> **Exercise brief**
Any picture among the records should be left out, please; retype the rest exactly.

======== Input for this task

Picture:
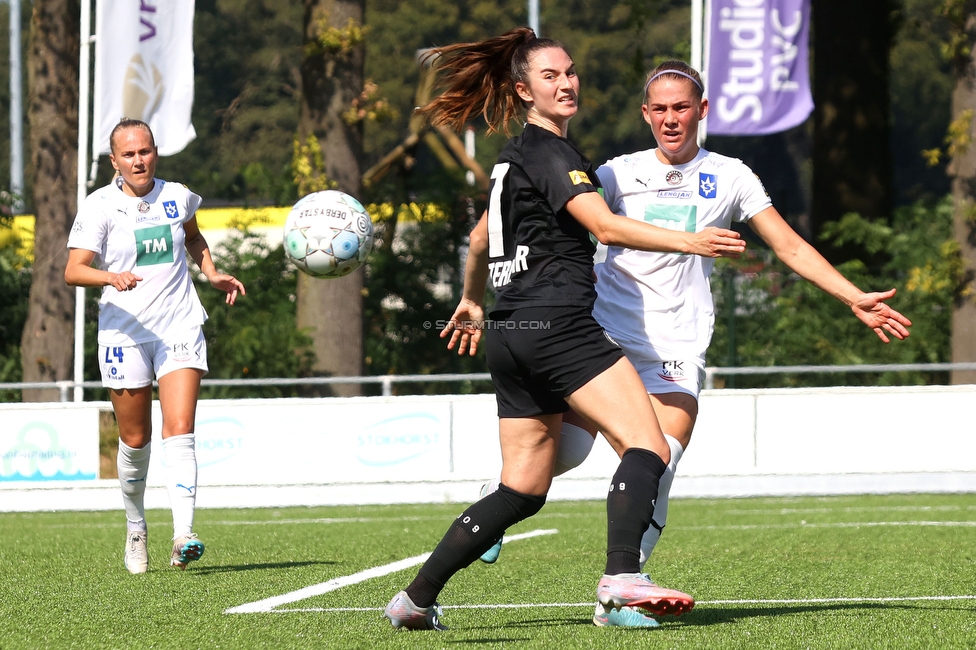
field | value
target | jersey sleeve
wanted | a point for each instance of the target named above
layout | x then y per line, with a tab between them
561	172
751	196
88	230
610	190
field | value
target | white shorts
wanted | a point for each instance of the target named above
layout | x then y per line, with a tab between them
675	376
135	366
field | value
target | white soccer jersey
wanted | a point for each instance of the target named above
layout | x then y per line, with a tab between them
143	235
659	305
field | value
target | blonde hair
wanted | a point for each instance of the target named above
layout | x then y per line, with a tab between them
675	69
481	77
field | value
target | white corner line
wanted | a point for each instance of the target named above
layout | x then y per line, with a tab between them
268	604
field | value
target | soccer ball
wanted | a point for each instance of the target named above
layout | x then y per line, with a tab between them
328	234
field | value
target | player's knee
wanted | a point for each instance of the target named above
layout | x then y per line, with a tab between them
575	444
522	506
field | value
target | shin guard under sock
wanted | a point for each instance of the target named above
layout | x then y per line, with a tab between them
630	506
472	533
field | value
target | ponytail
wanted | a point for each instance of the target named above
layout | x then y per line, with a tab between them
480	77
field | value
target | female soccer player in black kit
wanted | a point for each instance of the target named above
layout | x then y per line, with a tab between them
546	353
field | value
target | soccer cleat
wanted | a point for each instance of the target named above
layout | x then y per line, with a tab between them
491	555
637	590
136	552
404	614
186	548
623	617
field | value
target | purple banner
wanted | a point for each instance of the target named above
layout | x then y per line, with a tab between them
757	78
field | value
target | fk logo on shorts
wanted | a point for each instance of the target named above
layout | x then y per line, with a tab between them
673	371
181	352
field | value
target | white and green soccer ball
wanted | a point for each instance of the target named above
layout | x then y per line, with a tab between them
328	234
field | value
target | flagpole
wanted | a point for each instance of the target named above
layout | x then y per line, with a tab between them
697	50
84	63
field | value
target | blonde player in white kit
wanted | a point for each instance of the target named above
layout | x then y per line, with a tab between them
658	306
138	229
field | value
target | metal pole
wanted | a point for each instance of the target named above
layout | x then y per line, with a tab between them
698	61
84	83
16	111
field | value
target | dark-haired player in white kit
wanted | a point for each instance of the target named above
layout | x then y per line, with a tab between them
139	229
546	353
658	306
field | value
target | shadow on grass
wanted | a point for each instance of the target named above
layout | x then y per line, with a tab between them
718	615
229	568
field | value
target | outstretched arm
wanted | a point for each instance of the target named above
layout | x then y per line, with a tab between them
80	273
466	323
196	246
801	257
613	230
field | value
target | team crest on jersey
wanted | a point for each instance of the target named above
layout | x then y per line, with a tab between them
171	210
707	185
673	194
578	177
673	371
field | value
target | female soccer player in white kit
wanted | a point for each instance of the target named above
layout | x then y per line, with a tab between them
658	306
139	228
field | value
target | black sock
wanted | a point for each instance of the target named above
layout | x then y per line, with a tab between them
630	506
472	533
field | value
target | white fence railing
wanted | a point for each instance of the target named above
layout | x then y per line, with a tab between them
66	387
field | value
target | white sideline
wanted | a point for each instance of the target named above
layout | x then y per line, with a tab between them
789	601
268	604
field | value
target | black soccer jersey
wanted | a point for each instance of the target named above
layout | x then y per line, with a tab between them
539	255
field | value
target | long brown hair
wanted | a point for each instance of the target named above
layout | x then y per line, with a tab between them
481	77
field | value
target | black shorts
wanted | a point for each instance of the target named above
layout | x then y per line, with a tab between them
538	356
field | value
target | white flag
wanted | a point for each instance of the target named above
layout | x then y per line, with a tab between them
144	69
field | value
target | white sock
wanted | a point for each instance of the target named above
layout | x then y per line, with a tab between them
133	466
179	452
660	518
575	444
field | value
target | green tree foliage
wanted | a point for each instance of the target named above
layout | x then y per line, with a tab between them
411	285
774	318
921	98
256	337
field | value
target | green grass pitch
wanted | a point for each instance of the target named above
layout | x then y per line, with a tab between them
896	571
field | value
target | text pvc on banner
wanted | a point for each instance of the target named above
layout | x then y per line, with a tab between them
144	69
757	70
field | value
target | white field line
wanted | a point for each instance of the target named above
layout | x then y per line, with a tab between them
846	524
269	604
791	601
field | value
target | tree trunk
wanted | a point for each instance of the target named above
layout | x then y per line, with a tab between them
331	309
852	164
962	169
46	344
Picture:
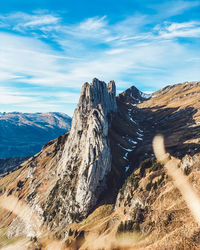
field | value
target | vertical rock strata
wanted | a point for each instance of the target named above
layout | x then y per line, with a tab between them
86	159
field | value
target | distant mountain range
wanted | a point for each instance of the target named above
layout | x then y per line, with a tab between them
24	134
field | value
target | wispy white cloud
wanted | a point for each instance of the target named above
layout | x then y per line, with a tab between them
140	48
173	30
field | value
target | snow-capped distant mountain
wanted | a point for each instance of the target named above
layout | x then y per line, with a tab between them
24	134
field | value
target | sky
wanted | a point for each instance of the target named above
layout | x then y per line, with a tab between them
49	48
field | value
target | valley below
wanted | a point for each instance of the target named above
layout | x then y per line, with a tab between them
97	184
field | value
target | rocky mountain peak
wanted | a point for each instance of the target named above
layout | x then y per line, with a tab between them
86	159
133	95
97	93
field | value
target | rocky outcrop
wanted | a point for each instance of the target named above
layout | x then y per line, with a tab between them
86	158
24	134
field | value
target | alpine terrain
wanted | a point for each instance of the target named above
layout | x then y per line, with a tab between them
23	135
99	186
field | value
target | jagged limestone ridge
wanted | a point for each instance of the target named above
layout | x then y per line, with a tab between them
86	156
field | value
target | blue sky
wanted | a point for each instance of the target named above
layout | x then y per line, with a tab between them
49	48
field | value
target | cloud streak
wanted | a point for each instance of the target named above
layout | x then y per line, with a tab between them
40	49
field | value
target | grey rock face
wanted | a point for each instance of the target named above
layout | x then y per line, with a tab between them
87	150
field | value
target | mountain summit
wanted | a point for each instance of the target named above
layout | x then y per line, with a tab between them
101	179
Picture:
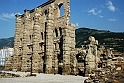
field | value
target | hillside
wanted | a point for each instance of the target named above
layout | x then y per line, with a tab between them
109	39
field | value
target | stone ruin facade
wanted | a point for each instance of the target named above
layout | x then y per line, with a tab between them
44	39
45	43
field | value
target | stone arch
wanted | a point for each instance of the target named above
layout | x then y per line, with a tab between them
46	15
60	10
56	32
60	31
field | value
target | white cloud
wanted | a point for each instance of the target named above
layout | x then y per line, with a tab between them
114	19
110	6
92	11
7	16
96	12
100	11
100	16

================

> **Solution for this task**
Picture:
field | value
target | jersey sleeve
wanted | a point for each instance of the target named above
layout | x then y per line, with a tab between them
561	172
751	196
88	230
610	190
field | value
target | white shorts
wanted | a point for each instance of the target named above
layout | x then y per line, with a tab between them
675	376
135	366
field | value
target | white soccer jersey
wanted | a point for each instance of the target named above
layout | x then y per line, with a tab between them
143	235
659	305
field | value
target | blonde hair
wanted | a point for each instance of the target named above
layout | x then y per line, with a tab between them
675	69
481	77
field | value
target | white corner line
wanted | a point for each instance of the target named above
layout | x then y per line, with a tab between them
268	604
field | value
target | soccer ball
wanted | a point for each instance of the target named above
layout | x then y per line, with a tab between them
328	234
field | value
target | player's knee
wanted | a point for each instance of the target named above
layout | x then y per line, with a tab between them
575	444
522	506
field | value
target | shin guard under sock
wanted | a point for each instance of the target named above
layout | x then y per line, with a tab between them
630	506
472	533
field | value
target | ponytail
wanted | a point for each instance of the target named above
layout | x then y per line, with a tab between them
480	77
field | value
target | female soccer player in black kit
wanted | a point for each instance of the target named above
layout | x then y per line, with a tab between them
546	353
field | value
target | soccer cleat
wanted | a point for each instance of the target named above
layout | x then y per line, with a tab between them
491	555
637	590
136	552
404	614
186	548
623	617
field | value
target | purple banner
wanted | a point for each instance of the target named above
layout | x then y per line, with a tab between them
757	78
field | value
target | fk logo on shorts
wanted | a point for each instance of the target named above
layout | x then y per line, with a tab between them
673	371
181	352
field | value
target | white and green soccer ball
wanted | a point for each instance of the target named above
layout | x then y per line, with a tab between them
328	234
field | value
target | flagpole
wanted | a point for each instance of the target named above
layout | x then y per line, with a tab between them
697	50
84	63
field | value
target | blonde player in white kit
wanted | a point for each instance of the target named above
layout | x then y per line, with a tab between them
658	306
138	229
field | value
target | metal pole
wanted | a point for each instance of the target named above
layout | x then y per line, with a tab between them
698	61
84	83
16	111
field | value
target | dark-haired player in white kit
wanted | a point for each instance of the target named above
layout | x then y per line, with a tab between them
139	229
546	353
658	306
field | value
target | shadow on grass
wanted | a point for each instance of the target named above
layout | x then y per line, with a tab between them
718	615
229	568
field | value
target | outstretched arm
wanted | a point for each instance of the target named above
layout | x then y per line, with a tab between them
80	273
466	323
196	246
801	257
613	230
field | value
target | team crest on jersey
wanted | a point for each instance of the target named above
layout | x then y per line, with a tab between them
171	210
707	185
673	194
578	177
673	371
field | value
target | female soccer player in white kit
wanted | a point for each instance of the target named above
layout | x then y per line, with a tab between them
658	306
139	228
field | value
target | black sock
wanted | a point for each instance of the target named above
layout | x then y per line, with a tab between them
630	506
472	533
field | value
target | white fence railing
wanted | a point for each instance of the target named above
layout | x then y per line, with a tab between them
66	387
field | value
target | white sideline
wanted | a point for each instance of the target named above
layout | x then y per line, with a tab between them
789	601
268	604
field | value
target | black soccer jersey
wanted | a point for each instance of the target named above
layout | x then y per line, with a tab between them
539	255
field | value
target | long brown hair
wanted | a point for each instance of the target named above
layout | x then y per line, with a tab between them
481	77
field | value
target | black shorts
wanted | a point for each instance of the target named above
layout | x then y per line, with a tab between them
538	356
field | value
target | white flag
wanted | a point for each instance of the target named above
layout | x then y per line, with a tab between them
144	69
field | value
target | white sock
wanted | a point for each instance of the target named above
layout | x then y per line, with a tab between them
133	466
179	452
660	518
575	444
field | value
target | green tree foliage
wanted | a point for each instance of the target named above
layout | x then y per line, with a tab between them
411	285
774	318
921	98
256	337
field | value
target | green grass pitch
wanted | a point for each instance of the target named above
layout | x then y per line, with a tab between them
896	571
field | value
target | text pvc on banner
wanted | a point for each instance of the target named above
layout | x then y per line, with a tab between them
144	69
757	70
field | value
target | white field line
wanted | a point for each instance of the target named above
layout | x then y per line, with a tab between them
846	524
269	604
791	601
field | value
target | tree trunk
wanted | a point for each instance of the target named above
layout | x then y per line, with a tab between them
331	309
852	164
962	169
46	344
Picture:
field | value
target | vertical rock strata
wanted | a point for each instance of the target named above
layout | x then y per line, with a tab between them
86	159
field | value
target | distant mountain range
wanted | a point for each instance of the target named above
layout | x then y per line, with a tab between them
24	134
field | value
target | wispy white cloud
wanted | a point for each instance of the target named above
layout | x then y per line, with a tab between them
140	48
173	30
field | value
target | snow-capped distant mountain
wanted | a point for each instance of the target named above
layout | x then y per line, with a tab between them
24	134
field | value
target | sky
wanted | a point for each instance of the target named above
layout | x then y per line, with a tab between them
49	48
field | value
target | valley below
wanted | a point for each instance of the target named above
layout | x then y per line, with a tab between them
97	184
field | value
target | rocky mountain peak
wanted | a point for each instance of the target named above
layout | x then y per line, with a tab between them
86	159
133	95
97	93
field | value
target | rocky outcrop
wanted | a point for each instance of the target named above
layout | x then y per line, with a tab between them
86	158
24	134
field | value
target | alpine terrain
wanted | a point for each instance of the target named above
layout | x then y per line, with a tab between them
23	135
99	186
field | value
target | jagged limestone ridge
wanted | a point for each instance of the target named above
layout | x then y per line, with a tab between them
86	156
field | value
target | blue sky
wanted | a point for each instance of the target named above
layout | x then y per line, with a tab between them
49	48
field | value
target | cloud streak
wanted | a point for each instance of the target named above
layout | x then y per line, with a tab between them
40	49
field | value
target | grey rock face
wanted | a point for each instance of the target named above
layout | x then y per line, with a tab between them
87	150
field | value
target | mountain summit
wanted | a point for each instance of the target named above
layout | x then y per line, with a tab between them
101	179
Picture:
field | value
target | hillside
wanted | a point for each instance of the target named above
layout | x then y per line, with a tab between them
109	39
field | value
target | stone ruin facade
wanted | a point for each instance of the target named above
layout | x then y per line, with a tab between them
44	39
45	43
field | value
target | stone arch
wanted | a point for each instance of the target named above
layout | x then y per line, with a tab between them
46	15
60	10
56	32
60	31
field | value
target | white cloud
wanted | a point for each instance of the target named above
layout | x then y per line, with a tab between them
114	19
110	6
92	11
7	16
96	12
100	11
100	16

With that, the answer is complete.